►
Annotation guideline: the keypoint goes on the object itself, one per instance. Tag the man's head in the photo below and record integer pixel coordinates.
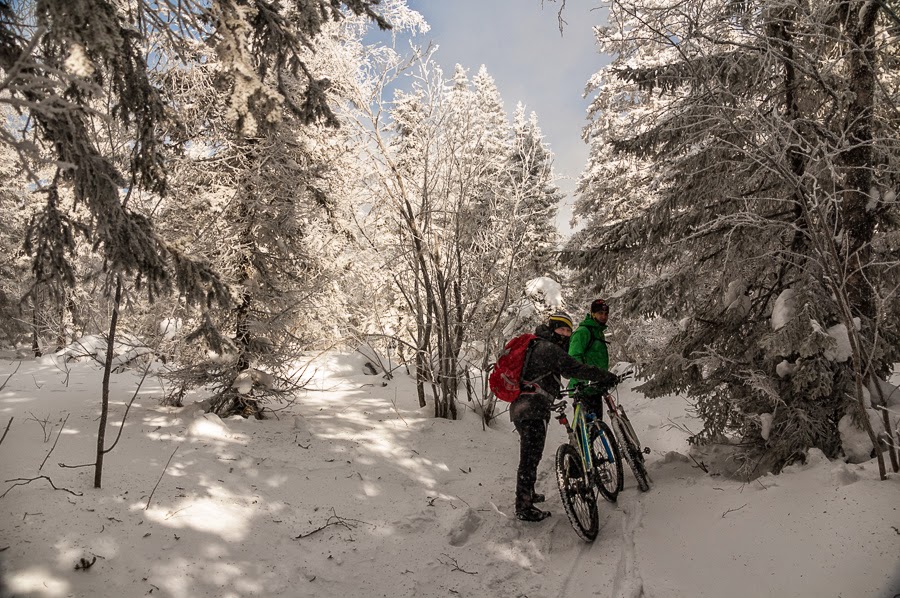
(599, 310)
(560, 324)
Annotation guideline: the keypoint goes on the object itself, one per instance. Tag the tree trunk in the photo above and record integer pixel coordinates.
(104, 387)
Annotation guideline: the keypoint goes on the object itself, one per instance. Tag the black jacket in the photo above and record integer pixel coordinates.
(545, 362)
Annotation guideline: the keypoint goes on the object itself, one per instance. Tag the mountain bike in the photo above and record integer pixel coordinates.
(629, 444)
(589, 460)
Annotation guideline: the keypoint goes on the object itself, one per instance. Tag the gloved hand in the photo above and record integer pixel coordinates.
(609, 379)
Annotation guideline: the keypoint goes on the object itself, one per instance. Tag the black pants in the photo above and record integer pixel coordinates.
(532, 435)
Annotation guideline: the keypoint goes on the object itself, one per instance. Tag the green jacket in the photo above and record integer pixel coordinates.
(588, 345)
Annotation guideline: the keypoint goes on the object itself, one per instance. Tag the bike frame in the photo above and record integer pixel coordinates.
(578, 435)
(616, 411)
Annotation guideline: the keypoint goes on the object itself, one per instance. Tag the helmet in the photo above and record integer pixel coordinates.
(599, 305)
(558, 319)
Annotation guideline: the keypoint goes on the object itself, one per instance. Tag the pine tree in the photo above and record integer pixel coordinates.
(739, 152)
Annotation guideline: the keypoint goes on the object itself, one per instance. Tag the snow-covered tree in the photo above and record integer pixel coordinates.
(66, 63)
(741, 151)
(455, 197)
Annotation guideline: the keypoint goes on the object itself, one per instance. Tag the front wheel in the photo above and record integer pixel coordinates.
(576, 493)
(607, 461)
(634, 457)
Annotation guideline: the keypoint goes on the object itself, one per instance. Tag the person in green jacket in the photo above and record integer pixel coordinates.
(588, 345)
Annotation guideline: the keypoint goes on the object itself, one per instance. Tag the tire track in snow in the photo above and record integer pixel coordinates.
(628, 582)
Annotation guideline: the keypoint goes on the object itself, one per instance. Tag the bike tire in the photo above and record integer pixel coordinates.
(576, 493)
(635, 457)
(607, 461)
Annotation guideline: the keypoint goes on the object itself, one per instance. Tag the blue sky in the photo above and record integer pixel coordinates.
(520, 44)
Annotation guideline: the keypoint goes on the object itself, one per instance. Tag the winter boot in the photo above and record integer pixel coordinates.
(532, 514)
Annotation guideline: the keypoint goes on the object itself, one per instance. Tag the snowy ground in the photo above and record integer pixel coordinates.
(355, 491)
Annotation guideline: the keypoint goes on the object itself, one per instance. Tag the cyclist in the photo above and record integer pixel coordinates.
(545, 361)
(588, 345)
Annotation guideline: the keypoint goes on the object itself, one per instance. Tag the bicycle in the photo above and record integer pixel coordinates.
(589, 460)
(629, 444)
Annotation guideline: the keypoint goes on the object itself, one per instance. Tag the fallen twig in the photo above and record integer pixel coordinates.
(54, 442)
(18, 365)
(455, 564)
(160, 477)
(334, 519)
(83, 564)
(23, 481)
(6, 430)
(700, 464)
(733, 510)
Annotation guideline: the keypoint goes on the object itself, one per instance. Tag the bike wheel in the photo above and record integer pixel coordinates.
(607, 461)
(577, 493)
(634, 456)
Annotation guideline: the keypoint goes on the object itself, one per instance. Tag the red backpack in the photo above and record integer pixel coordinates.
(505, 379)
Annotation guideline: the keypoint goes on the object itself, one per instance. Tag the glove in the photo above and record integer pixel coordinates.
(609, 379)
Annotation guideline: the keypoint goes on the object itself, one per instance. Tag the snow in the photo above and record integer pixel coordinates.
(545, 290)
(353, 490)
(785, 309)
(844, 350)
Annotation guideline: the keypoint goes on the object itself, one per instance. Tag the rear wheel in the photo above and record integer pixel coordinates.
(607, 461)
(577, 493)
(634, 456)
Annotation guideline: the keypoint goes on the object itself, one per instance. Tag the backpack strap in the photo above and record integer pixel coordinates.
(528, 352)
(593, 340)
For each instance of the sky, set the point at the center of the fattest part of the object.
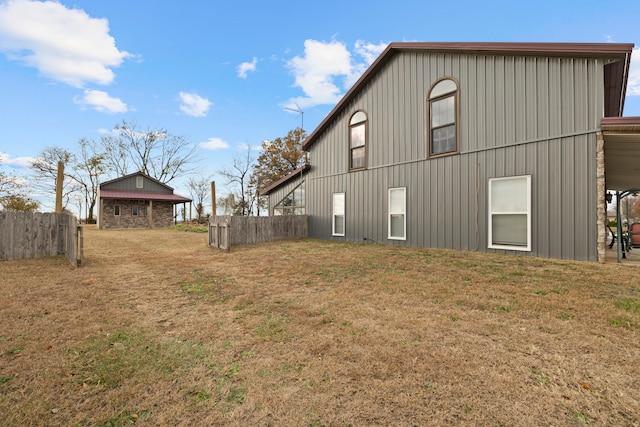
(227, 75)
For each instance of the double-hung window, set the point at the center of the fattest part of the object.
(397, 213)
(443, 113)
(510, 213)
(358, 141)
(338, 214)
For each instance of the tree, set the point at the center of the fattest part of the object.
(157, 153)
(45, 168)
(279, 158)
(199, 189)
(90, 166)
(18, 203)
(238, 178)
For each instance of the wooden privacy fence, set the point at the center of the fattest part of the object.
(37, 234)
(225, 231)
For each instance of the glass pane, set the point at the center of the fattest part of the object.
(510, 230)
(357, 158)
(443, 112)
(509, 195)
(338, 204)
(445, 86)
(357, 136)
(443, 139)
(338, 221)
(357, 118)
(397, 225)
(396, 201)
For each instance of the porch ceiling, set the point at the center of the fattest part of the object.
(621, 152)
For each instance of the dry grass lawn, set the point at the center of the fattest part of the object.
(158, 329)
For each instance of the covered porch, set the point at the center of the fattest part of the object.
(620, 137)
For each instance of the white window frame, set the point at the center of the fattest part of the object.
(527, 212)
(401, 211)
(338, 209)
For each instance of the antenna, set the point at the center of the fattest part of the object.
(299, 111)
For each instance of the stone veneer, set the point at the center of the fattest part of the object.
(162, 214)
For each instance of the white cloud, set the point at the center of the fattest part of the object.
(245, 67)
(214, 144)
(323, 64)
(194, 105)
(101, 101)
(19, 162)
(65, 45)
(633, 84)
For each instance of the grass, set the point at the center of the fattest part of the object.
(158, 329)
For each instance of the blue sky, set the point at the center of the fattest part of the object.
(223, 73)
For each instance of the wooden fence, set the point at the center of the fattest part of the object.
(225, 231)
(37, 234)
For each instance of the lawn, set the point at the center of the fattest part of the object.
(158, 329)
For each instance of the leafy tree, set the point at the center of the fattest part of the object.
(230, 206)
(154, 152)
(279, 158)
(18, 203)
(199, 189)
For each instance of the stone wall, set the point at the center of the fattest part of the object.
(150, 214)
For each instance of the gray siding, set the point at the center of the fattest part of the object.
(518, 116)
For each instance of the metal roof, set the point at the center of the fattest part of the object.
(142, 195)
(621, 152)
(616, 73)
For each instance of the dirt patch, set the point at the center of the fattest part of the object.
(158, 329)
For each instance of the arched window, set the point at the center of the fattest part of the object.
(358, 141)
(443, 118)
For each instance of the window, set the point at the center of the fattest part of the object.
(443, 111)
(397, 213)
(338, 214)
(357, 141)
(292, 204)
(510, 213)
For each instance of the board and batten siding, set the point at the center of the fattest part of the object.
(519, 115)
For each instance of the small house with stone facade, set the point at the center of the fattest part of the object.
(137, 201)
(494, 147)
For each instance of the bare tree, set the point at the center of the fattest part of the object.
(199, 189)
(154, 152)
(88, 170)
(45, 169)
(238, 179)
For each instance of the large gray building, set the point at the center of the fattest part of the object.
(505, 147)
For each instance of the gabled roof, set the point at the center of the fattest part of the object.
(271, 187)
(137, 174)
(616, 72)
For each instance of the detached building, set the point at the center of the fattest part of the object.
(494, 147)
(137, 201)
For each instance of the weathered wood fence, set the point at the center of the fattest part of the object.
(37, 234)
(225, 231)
◄
►
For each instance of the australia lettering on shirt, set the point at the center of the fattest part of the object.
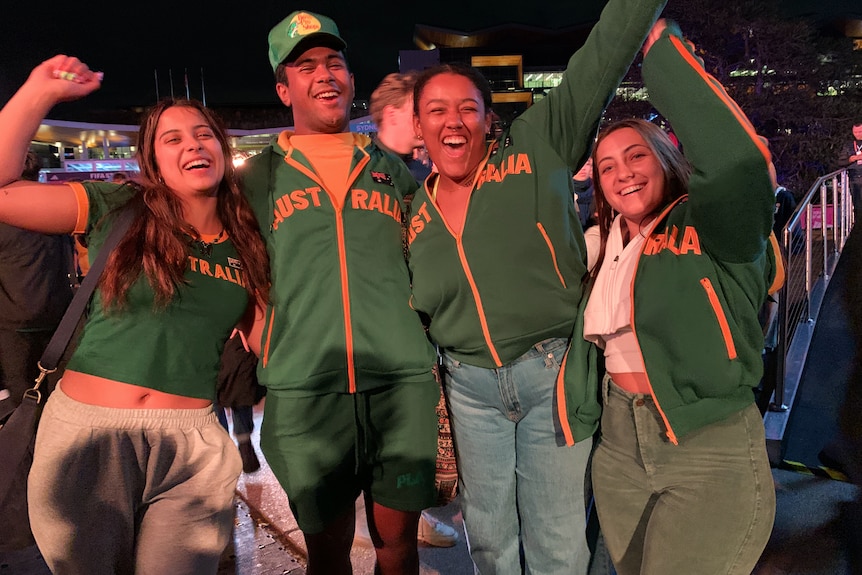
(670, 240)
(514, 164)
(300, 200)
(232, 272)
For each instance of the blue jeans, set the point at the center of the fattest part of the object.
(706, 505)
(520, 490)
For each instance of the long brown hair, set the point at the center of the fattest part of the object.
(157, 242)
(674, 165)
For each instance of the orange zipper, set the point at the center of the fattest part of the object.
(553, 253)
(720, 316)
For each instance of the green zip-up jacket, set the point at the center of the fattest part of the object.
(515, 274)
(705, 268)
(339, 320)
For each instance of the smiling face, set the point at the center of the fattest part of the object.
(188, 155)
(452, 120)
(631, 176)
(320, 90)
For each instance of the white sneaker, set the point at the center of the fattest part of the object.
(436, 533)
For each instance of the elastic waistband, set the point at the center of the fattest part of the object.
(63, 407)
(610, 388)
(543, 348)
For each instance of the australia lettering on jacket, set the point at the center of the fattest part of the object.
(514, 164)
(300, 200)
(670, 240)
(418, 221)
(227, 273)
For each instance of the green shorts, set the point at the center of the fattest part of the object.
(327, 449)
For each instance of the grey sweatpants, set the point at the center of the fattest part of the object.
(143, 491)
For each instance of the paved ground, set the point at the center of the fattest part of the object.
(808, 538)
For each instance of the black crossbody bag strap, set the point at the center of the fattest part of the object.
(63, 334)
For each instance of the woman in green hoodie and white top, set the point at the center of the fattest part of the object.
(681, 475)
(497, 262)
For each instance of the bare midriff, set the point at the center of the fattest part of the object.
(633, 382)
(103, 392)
◄
### [PROBLEM DETAILS]
How many lines in the rows above contain the string "bare"? Case counts, and the reply should be the number alone.

### [ANSWER BELOW]
2